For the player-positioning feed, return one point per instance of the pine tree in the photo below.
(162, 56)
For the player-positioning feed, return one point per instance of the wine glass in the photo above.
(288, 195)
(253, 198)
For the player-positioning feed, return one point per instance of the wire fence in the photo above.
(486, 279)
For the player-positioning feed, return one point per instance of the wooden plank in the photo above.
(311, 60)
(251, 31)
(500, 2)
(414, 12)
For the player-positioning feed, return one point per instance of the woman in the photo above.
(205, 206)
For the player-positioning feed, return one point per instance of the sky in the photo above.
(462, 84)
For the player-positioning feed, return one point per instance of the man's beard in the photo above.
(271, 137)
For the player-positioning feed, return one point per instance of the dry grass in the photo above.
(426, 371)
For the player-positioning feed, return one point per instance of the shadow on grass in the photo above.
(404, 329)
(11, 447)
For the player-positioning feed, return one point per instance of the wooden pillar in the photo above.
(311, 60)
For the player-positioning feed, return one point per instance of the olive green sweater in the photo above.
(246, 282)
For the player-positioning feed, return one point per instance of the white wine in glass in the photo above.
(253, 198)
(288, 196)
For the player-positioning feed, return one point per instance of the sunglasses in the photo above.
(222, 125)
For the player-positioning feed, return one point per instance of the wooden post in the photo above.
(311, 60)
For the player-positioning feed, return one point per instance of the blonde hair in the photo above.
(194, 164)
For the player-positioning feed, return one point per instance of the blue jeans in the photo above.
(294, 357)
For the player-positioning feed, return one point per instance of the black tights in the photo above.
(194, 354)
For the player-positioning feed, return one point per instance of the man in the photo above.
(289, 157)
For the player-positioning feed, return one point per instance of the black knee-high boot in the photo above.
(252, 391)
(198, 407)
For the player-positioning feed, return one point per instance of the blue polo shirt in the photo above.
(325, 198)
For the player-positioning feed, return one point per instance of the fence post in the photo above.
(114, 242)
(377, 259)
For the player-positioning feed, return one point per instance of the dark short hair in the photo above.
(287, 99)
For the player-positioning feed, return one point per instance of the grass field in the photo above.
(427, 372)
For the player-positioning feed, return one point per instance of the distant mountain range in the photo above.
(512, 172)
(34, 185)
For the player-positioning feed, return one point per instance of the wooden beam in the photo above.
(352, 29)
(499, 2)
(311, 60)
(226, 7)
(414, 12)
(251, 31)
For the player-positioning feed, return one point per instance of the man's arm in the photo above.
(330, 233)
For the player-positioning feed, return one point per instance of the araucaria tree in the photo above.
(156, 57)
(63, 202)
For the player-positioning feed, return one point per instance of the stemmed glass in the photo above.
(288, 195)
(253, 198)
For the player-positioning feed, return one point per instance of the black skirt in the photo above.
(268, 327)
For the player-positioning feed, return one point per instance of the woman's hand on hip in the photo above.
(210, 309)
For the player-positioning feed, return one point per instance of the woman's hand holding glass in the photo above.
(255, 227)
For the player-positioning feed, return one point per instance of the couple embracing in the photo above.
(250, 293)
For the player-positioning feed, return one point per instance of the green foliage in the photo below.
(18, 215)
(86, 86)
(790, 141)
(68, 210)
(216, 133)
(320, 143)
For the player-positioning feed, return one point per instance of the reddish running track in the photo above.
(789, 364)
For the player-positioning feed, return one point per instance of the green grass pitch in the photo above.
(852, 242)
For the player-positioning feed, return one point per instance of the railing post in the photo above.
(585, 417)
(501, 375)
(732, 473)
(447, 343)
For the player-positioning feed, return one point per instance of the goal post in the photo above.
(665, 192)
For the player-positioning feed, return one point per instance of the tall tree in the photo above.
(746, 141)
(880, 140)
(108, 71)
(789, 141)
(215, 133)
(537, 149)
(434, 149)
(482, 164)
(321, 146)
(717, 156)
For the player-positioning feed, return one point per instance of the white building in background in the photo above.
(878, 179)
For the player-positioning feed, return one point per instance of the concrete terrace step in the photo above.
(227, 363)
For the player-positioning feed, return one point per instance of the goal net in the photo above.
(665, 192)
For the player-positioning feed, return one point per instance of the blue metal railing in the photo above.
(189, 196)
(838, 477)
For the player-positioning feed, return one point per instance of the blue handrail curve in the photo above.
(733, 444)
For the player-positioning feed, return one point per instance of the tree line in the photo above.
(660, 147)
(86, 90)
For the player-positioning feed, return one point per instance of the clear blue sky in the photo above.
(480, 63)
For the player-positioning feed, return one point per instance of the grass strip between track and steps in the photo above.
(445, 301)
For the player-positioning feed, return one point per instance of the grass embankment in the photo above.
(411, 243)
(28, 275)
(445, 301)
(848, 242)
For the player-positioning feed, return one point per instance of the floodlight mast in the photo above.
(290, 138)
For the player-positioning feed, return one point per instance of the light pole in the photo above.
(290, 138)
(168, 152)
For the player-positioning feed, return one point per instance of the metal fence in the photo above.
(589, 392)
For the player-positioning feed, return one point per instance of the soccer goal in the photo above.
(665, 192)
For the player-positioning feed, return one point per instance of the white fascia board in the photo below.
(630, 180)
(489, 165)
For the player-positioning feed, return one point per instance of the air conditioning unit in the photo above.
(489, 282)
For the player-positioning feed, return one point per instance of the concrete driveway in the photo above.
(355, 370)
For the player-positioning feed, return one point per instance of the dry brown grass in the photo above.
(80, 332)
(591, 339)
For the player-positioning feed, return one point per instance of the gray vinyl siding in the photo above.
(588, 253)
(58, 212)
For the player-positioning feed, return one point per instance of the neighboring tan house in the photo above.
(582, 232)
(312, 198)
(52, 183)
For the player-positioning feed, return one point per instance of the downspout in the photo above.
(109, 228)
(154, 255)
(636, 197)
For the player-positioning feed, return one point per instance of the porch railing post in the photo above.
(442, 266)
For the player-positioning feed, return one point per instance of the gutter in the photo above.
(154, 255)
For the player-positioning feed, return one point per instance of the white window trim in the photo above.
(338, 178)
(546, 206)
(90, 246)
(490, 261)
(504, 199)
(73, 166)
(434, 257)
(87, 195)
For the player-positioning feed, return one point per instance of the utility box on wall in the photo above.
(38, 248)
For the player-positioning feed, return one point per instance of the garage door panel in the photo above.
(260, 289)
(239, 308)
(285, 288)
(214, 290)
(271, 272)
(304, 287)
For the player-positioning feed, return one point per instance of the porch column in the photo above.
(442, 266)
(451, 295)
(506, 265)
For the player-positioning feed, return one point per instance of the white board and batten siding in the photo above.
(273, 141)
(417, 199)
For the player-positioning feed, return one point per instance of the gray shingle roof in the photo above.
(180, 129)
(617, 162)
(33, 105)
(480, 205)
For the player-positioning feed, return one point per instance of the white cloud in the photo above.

════════

# What you will do:
Write the complete data out, exactly as above.

# The reply:
For the player-positioning feed, return one point per instance of the pine tree in the photo below.
(162, 56)
For the player-positioning feed, return one point per instance of the wine glass in the photo above.
(288, 195)
(253, 198)
For the player-positioning feed, return one point per instance of the wire fence in the photo above.
(486, 279)
For the player-positioning feed, return one point per instance of the wooden plank in the photo above.
(311, 60)
(251, 31)
(500, 2)
(414, 12)
For the player-positioning feed, return one point per instance of the woman in the photo above.
(205, 206)
For the player-positioning feed, return one point per instance of the sky in the photo above.
(462, 84)
For the player-positioning feed, return one point per instance of the man's beard in the photo above.
(271, 137)
For the player-positioning feed, return one point per instance of the dry grass in the photo above.
(426, 371)
For the player-positioning feed, return one point per instance of the shadow on grass in the photo above.
(404, 329)
(11, 447)
For the player-positioning feed, return one point per instance of the wooden pillar in the photo above.
(311, 60)
For the player-positioning feed, return one point per instance of the olive green sweater in the photo above.
(246, 282)
For the player-positioning feed, return one point per instance of the white wine in glass in the photo above.
(253, 198)
(288, 196)
For the player-positioning feed, return one point per instance of the sunglasses in the photo above.
(222, 125)
For the player-positioning feed, return one point per instance of the wooden post in the photo above.
(311, 60)
For the player-positioning feed, return one point per instance of the blonde hair in the photo above.
(194, 164)
For the player-positioning feed, return one point per instance of the blue jeans in the photo above.
(294, 357)
For the player-positioning feed, return one point per instance of the black tights in the photo above.
(194, 354)
For the player-positioning feed, return one point per instance of the man in the photo above.
(289, 157)
For the player-positioning feed, return one point per instance of the black knee-high boot in the photo above.
(252, 391)
(198, 407)
For the player-positioning feed, return one point per instance of the blue polo shirt in the photo above.
(325, 198)
For the player-positioning feed, return one point per instance of the fence post in the photo above.
(114, 242)
(377, 259)
For the player-positioning feed, return one point per instance of the dark short hair in the photo above.
(287, 99)
For the player-positioning feed, return one point per instance of the grass field in the photo above.
(427, 372)
For the player-positioning feed, return one point per instance of the distant mountain range in the photo above.
(512, 172)
(34, 185)
For the player-positioning feed, return one point per instance of the wooden beam in the photo above.
(352, 29)
(499, 2)
(311, 60)
(226, 7)
(414, 12)
(251, 31)
For the player-positioning feed, return one point per instance of the man's arm in the photo above.
(330, 233)
For the player-positioning feed, return one point per instance of the araucaria tree in the photo above.
(156, 57)
(63, 202)
For the player-positioning feed, return one point per instance of the stemmed glass in the photo above.
(288, 195)
(253, 198)
For the player-positioning feed, return one point per instance of the black skirt in the photo above.
(268, 327)
For the player-positioning feed, return one point per instance of the woman's hand on hip in the photo above.
(210, 309)
For the player-positioning feed, return one point per instance of the woman's hand holding glass in the photo above.
(255, 227)
For the player-positioning feed, return one point per instance of the couple embracing in the photo above.
(250, 293)
For the player-positioning feed, return one point per instance of the green foliage in the photo below.
(18, 215)
(86, 86)
(790, 141)
(68, 210)
(216, 133)
(320, 143)
For the player-positioning feed, return one point per instance of the reddish running track in the photo above.
(789, 364)
For the player-positioning feed, return one point per instance of the green grass pitch in the photo above.
(852, 242)
For the player-positioning feed, return one point per instance of the railing post in the photo above.
(585, 417)
(501, 375)
(732, 473)
(447, 343)
For the player-positioning feed, return one point per instance of the goal post in the photo above.
(665, 192)
For the player-positioning feed, return one point per instance of the tall tree in the photo above.
(746, 141)
(880, 140)
(108, 71)
(789, 141)
(215, 133)
(537, 149)
(434, 149)
(482, 164)
(321, 146)
(717, 156)
For the player-positioning feed, return one point per instance of the white building in background in the photo above.
(878, 179)
For the player-positioning feed, return one point per instance of the concrete terrace step in the photo above.
(227, 363)
For the player-positioning feed, return one point per instance of the goal net in the photo above.
(665, 192)
For the player-positioning feed, return one point per instance of the blue metal railing in the photo above.
(189, 196)
(838, 477)
For the player-positioning feed, return one point per instance of the blue handrail curve in the photo above.
(733, 444)
For the player-positioning feed, return one point per instance of the tree line in the photo above.
(660, 147)
(86, 90)
For the player-positioning feed, return one point per instance of the clear blue sky in the photo above.
(480, 63)
For the player-positioning feed, return one point per instance of the grass strip between track and steps in the photo above.
(445, 301)
For the player-positioning feed, return one point per instance of the grass embankment in the photo above.
(411, 243)
(28, 275)
(445, 301)
(848, 242)
For the player-positioning feed, return one point per instance of the floodlight mast in the photo above.
(290, 138)
For the player-positioning feed, return one point per instance of the light pole in the photo above.
(290, 138)
(168, 152)
For the player-positioning feed, return one point per instance of the metal fence in the photo above.
(589, 392)
For the player-positioning feed, return one point per instance of the soccer goal in the photo above.
(665, 192)
For the player-positioning feed, return one point per instance of the white fascia board in the photo below.
(630, 180)
(489, 165)
For the player-positioning feed, return one point per instance of the air conditioning unit in the photo above.
(489, 282)
For the player-positioning feed, return one point per instance of the concrete driveway in the photo above.
(355, 370)
For the player-positioning feed, return one point per instance of the dry brown grass in the photo above.
(80, 332)
(591, 339)
For the player-positioning feed, return one point per instance of the gray vinyl siding in the photo above.
(588, 253)
(58, 212)
For the player-positioning feed, return one point per instance of the neighboring tan house in the photo above.
(582, 232)
(312, 198)
(52, 183)
For the player-positioning feed, return one point per instance of the downspout in the photo above.
(109, 228)
(154, 255)
(636, 197)
For the player-positioning feed, return one point per instance of the porch railing post in the photo above.
(442, 266)
For the player-positioning feed, return one point per instance of the gutter in the photo above.
(154, 255)
For the player-positioning feed, return one point per instance of the white window trim in the photo above.
(338, 178)
(546, 206)
(90, 246)
(490, 261)
(504, 199)
(73, 166)
(434, 257)
(87, 195)
For the player-positioning feed, return one point per instance of the utility box on wall in the photo above.
(38, 248)
For the player-positioning feed, return one point per instance of the garage door panel in the photo above.
(260, 289)
(239, 308)
(285, 288)
(214, 290)
(271, 272)
(304, 287)
For the player-positioning feed, return one point per instance of the porch column in the photo above.
(442, 266)
(451, 295)
(506, 265)
For the player-positioning feed, return one point per instance of the white board and batten siding in the photo above.
(273, 141)
(417, 199)
For the player-positioning feed, return one point per instance of the gray shingle roof in the photo above.
(180, 129)
(617, 162)
(33, 105)
(480, 205)
For the player-positioning feed, return one point per instance of the white cloud in the photo above.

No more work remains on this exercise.